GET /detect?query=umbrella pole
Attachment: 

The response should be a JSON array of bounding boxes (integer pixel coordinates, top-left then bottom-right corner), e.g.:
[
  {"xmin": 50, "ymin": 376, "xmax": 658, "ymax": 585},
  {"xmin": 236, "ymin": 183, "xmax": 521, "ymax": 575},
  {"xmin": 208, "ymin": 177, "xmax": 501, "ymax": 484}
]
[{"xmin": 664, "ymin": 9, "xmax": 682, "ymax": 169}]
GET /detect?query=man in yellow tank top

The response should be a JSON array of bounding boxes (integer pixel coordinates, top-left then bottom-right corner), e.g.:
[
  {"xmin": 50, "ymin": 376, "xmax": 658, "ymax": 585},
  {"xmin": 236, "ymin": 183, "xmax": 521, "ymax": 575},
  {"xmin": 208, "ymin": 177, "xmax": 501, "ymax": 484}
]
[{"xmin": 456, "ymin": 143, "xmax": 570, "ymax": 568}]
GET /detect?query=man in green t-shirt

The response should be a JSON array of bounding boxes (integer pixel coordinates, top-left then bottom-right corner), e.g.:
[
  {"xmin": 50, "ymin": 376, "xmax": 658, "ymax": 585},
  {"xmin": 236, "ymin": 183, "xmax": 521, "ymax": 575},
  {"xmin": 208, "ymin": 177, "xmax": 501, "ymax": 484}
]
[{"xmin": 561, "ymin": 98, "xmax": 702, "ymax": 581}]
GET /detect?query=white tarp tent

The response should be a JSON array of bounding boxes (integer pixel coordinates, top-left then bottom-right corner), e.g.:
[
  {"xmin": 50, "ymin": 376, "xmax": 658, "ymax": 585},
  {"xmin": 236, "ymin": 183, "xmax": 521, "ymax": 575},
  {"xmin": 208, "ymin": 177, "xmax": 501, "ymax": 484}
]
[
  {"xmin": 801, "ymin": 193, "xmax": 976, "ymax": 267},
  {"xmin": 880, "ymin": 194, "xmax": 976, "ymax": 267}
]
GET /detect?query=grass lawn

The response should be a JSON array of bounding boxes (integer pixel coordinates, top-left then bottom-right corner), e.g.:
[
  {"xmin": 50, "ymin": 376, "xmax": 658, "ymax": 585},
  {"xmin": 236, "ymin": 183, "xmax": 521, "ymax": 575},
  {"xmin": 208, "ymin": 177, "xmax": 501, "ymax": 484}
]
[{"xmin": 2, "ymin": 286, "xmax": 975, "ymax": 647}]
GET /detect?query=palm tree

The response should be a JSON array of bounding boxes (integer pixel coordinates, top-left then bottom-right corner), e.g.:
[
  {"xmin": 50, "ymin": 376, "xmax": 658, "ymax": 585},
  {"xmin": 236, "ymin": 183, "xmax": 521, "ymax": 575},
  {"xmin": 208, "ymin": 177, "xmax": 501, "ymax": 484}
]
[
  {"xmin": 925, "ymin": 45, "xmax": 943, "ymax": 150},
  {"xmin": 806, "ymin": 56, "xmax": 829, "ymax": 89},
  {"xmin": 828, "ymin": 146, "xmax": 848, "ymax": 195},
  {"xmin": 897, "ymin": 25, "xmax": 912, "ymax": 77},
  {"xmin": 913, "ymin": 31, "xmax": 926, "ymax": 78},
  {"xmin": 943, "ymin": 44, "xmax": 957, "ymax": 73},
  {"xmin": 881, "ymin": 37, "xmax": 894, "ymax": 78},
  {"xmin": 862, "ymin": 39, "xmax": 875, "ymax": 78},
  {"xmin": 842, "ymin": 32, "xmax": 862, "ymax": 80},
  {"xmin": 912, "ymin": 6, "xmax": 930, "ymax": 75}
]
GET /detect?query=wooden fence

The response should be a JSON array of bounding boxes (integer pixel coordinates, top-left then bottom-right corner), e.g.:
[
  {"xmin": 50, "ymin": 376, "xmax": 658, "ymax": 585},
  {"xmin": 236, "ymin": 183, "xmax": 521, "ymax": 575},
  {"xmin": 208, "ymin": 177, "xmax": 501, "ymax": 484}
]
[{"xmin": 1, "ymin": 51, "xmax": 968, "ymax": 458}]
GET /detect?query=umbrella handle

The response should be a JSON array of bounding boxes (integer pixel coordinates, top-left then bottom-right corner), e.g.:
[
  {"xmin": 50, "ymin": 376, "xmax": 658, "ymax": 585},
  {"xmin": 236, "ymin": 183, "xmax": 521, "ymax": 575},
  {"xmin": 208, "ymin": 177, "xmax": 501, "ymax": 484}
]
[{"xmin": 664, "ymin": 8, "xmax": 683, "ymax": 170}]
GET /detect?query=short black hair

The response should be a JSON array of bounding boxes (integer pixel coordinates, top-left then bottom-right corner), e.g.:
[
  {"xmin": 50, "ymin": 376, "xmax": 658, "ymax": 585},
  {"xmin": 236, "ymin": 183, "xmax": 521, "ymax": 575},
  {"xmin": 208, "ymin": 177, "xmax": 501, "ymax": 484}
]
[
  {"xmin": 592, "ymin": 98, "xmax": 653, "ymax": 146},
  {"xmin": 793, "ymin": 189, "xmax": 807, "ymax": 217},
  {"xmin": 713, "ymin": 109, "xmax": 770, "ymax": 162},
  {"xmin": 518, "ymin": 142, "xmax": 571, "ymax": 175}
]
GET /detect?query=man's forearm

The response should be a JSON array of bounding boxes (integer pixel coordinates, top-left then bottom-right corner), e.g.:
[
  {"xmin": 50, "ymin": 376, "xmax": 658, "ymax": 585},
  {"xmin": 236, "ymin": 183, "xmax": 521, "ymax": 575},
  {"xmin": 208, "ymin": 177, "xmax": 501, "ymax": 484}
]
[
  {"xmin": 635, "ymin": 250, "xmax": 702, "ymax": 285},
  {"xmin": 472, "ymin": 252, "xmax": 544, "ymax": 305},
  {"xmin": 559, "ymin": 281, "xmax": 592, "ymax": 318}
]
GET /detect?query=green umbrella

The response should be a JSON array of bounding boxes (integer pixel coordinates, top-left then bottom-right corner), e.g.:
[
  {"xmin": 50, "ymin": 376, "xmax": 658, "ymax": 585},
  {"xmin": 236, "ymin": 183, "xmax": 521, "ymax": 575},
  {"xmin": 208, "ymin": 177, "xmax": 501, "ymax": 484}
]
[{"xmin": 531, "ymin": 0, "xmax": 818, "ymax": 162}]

___

_Exercise objective_
Take each line in the listing that has the word "query" and copy it.

_Written solution_
GET /detect?query=umbrella pole
GET /detect?query=man in yellow tank top
GET /detect?query=man in green t-shirt
GET /detect?query=white tarp tent
GET /detect?query=grass lawn
GET /detect?query=palm tree
GET /detect?query=wooden fence
GET /detect?query=umbrella handle
GET /detect?query=short black hair
GET /detect?query=man's forearm
GET /detect?query=green umbrella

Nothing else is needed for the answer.